## [WHAT TO DO]
Which lines in the data below contain the word "white"? List every such line in full, treating uppercase and lowercase as different.

--- Begin INPUT ROWS ---

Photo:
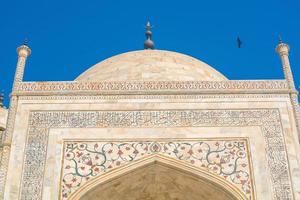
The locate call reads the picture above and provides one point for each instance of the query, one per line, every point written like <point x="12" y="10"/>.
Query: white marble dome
<point x="151" y="65"/>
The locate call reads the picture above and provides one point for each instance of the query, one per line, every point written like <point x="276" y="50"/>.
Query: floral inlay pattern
<point x="86" y="160"/>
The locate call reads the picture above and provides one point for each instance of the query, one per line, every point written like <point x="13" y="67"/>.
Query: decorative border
<point x="85" y="160"/>
<point x="161" y="96"/>
<point x="153" y="86"/>
<point x="40" y="123"/>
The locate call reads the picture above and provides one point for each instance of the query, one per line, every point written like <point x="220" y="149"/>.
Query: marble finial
<point x="148" y="44"/>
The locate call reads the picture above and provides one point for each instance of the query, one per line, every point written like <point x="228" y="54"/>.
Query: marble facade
<point x="79" y="139"/>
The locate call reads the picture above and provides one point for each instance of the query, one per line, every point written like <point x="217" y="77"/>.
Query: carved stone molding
<point x="274" y="86"/>
<point x="248" y="97"/>
<point x="268" y="119"/>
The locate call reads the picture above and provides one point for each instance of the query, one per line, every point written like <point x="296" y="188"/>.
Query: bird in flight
<point x="239" y="42"/>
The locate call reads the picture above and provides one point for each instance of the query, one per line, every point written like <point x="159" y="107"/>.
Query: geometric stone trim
<point x="85" y="160"/>
<point x="276" y="86"/>
<point x="254" y="97"/>
<point x="41" y="121"/>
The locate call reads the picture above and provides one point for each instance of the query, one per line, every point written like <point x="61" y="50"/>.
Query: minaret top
<point x="148" y="44"/>
<point x="1" y="99"/>
<point x="24" y="50"/>
<point x="282" y="48"/>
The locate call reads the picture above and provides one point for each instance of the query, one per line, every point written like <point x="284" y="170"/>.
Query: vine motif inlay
<point x="150" y="86"/>
<point x="85" y="160"/>
<point x="41" y="122"/>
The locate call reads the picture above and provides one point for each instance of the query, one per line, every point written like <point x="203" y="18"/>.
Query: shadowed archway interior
<point x="158" y="182"/>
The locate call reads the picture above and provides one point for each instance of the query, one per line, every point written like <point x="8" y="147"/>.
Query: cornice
<point x="152" y="87"/>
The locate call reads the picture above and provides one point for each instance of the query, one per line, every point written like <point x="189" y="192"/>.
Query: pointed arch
<point x="206" y="177"/>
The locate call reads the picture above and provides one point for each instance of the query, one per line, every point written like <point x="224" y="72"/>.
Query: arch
<point x="170" y="163"/>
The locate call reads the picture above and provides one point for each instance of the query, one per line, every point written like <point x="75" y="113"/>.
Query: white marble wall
<point x="52" y="173"/>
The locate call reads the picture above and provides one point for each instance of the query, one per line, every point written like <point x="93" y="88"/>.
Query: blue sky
<point x="67" y="37"/>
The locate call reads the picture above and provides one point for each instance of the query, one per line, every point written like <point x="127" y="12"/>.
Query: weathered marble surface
<point x="155" y="65"/>
<point x="51" y="177"/>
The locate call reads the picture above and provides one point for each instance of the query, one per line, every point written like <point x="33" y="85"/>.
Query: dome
<point x="151" y="65"/>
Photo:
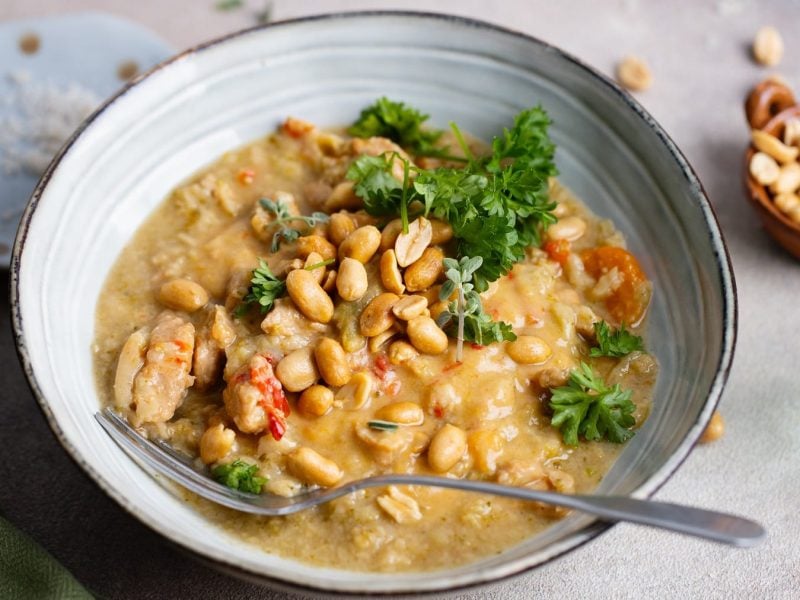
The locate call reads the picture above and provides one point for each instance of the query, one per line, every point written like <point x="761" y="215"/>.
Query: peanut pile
<point x="775" y="166"/>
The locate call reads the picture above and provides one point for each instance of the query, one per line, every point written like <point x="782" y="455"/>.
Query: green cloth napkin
<point x="27" y="571"/>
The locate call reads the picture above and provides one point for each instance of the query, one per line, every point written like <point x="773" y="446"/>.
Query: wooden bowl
<point x="769" y="106"/>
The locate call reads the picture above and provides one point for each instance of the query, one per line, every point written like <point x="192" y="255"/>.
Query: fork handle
<point x="697" y="522"/>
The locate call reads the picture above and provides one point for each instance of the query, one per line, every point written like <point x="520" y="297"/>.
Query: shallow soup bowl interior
<point x="187" y="112"/>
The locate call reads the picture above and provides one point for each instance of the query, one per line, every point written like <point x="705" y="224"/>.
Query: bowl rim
<point x="590" y="531"/>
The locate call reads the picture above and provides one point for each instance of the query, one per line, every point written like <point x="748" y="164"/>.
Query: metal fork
<point x="698" y="522"/>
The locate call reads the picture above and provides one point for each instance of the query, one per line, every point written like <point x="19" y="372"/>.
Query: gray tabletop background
<point x="699" y="55"/>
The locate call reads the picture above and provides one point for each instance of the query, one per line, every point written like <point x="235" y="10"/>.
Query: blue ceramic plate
<point x="86" y="49"/>
<point x="324" y="69"/>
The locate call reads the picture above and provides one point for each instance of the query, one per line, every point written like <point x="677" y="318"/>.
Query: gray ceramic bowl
<point x="186" y="112"/>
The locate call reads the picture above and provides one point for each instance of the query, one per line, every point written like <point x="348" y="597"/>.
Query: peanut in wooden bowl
<point x="766" y="109"/>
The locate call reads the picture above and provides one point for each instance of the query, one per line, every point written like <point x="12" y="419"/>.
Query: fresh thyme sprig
<point x="283" y="217"/>
<point x="464" y="318"/>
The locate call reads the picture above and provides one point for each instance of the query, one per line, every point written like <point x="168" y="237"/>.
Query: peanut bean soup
<point x="317" y="307"/>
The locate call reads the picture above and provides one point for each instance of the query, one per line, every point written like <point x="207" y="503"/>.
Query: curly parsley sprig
<point x="588" y="407"/>
<point x="283" y="217"/>
<point x="402" y="124"/>
<point x="614" y="343"/>
<point x="496" y="204"/>
<point x="239" y="475"/>
<point x="266" y="287"/>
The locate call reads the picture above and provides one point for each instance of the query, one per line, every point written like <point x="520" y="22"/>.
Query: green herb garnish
<point x="402" y="124"/>
<point x="239" y="475"/>
<point x="588" y="407"/>
<point x="382" y="425"/>
<point x="265" y="288"/>
<point x="496" y="204"/>
<point x="283" y="216"/>
<point x="614" y="343"/>
<point x="464" y="318"/>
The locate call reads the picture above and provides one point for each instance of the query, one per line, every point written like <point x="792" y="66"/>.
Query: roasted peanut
<point x="409" y="246"/>
<point x="308" y="296"/>
<point x="787" y="203"/>
<point x="362" y="389"/>
<point x="441" y="232"/>
<point x="340" y="226"/>
<point x="311" y="467"/>
<point x="764" y="169"/>
<point x="297" y="370"/>
<point x="426" y="336"/>
<point x="768" y="46"/>
<point x="774" y="147"/>
<point x="330" y="281"/>
<point x="215" y="443"/>
<point x="485" y="445"/>
<point x="377" y="317"/>
<point x="361" y="244"/>
<point x="377" y="342"/>
<point x="714" y="429"/>
<point x="315" y="243"/>
<point x="389" y="234"/>
<point x="791" y="132"/>
<point x="391" y="278"/>
<point x="315" y="401"/>
<point x="313" y="260"/>
<point x="529" y="350"/>
<point x="405" y="413"/>
<point x="788" y="179"/>
<point x="447" y="448"/>
<point x="568" y="228"/>
<point x="634" y="73"/>
<point x="183" y="294"/>
<point x="424" y="272"/>
<point x="409" y="307"/>
<point x="332" y="362"/>
<point x="400" y="352"/>
<point x="351" y="282"/>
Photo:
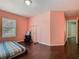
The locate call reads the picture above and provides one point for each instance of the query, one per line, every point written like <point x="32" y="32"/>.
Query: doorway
<point x="72" y="29"/>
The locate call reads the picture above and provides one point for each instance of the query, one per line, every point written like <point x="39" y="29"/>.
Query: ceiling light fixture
<point x="28" y="2"/>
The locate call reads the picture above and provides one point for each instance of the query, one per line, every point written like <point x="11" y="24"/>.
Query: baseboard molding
<point x="57" y="44"/>
<point x="44" y="43"/>
<point x="51" y="44"/>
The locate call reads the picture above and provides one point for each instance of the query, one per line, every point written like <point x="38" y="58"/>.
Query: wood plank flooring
<point x="39" y="51"/>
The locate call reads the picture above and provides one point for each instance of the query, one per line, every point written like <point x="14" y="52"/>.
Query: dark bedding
<point x="10" y="49"/>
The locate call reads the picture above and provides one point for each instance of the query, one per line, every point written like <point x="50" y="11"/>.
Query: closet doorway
<point x="72" y="31"/>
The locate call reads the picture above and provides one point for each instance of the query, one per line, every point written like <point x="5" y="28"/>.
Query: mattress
<point x="10" y="49"/>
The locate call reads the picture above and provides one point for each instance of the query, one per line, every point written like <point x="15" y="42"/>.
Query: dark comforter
<point x="10" y="49"/>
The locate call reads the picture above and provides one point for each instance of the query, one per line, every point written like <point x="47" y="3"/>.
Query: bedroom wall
<point x="40" y="27"/>
<point x="21" y="25"/>
<point x="48" y="28"/>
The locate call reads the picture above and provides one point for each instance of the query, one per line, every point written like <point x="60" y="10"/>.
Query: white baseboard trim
<point x="57" y="44"/>
<point x="51" y="44"/>
<point x="44" y="43"/>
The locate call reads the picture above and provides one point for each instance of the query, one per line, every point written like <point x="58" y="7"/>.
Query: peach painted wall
<point x="21" y="25"/>
<point x="40" y="26"/>
<point x="57" y="28"/>
<point x="48" y="28"/>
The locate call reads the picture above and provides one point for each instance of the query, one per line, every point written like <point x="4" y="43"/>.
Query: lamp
<point x="28" y="2"/>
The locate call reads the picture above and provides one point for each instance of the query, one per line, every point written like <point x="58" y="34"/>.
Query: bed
<point x="10" y="49"/>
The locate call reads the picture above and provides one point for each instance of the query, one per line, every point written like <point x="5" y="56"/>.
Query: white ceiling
<point x="38" y="6"/>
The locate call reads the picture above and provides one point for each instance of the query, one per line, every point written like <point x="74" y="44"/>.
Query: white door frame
<point x="76" y="20"/>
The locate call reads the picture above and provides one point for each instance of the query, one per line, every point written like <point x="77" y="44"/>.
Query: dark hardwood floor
<point x="39" y="51"/>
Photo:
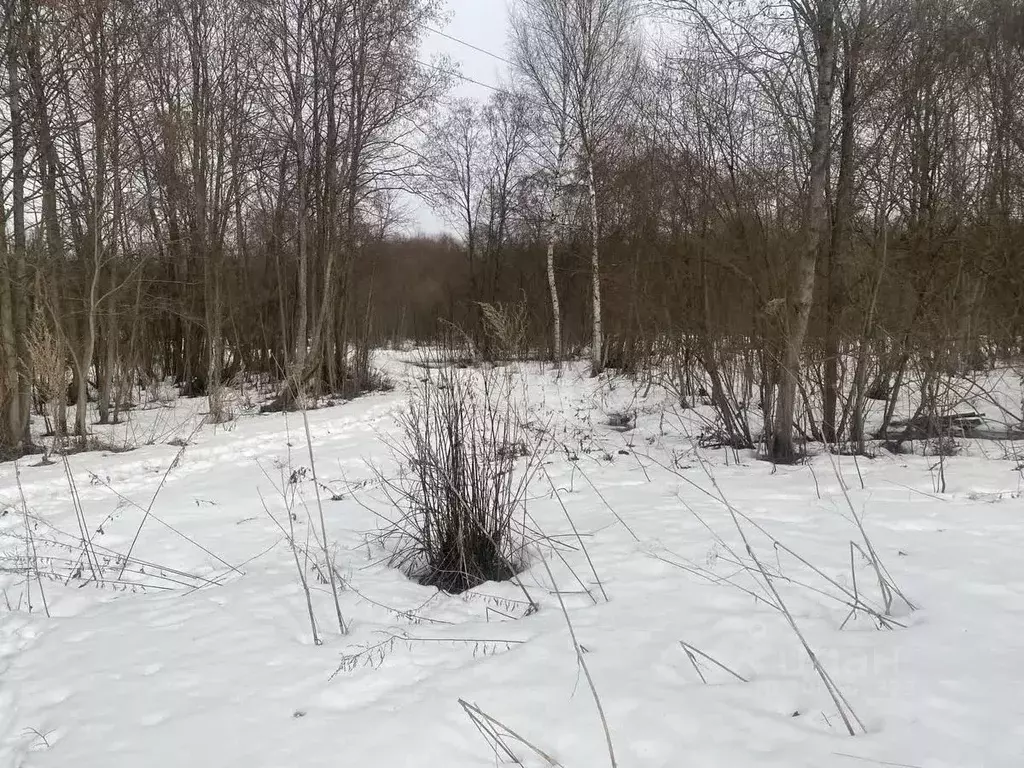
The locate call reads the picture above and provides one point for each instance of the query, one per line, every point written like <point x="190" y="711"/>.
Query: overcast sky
<point x="480" y="23"/>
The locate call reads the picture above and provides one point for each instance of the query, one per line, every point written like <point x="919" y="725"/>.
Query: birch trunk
<point x="597" y="348"/>
<point x="814" y="228"/>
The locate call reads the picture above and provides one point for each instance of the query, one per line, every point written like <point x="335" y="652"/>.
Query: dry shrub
<point x="465" y="467"/>
<point x="507" y="327"/>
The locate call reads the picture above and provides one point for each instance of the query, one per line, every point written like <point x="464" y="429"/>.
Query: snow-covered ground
<point x="200" y="653"/>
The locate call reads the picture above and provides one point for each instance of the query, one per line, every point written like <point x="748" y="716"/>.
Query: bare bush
<point x="461" y="488"/>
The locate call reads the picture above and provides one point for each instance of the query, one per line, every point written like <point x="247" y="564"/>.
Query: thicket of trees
<point x="792" y="206"/>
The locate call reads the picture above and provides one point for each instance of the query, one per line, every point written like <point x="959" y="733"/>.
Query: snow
<point x="208" y="659"/>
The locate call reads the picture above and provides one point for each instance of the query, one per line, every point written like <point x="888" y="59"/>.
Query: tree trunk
<point x="814" y="226"/>
<point x="597" y="348"/>
<point x="551" y="236"/>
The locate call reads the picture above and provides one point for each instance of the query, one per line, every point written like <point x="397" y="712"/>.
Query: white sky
<point x="480" y="23"/>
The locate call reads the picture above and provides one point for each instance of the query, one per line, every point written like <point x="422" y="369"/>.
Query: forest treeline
<point x="792" y="206"/>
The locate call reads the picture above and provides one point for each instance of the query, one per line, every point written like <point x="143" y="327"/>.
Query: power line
<point x="468" y="45"/>
<point x="459" y="75"/>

--- End INPUT ROWS ---

## [EXERCISE RESULT]
Query: white marble dome
Query: white marble wall
Query: white baseboard trim
Query: white ceiling
Query: white door frame
Query: white sky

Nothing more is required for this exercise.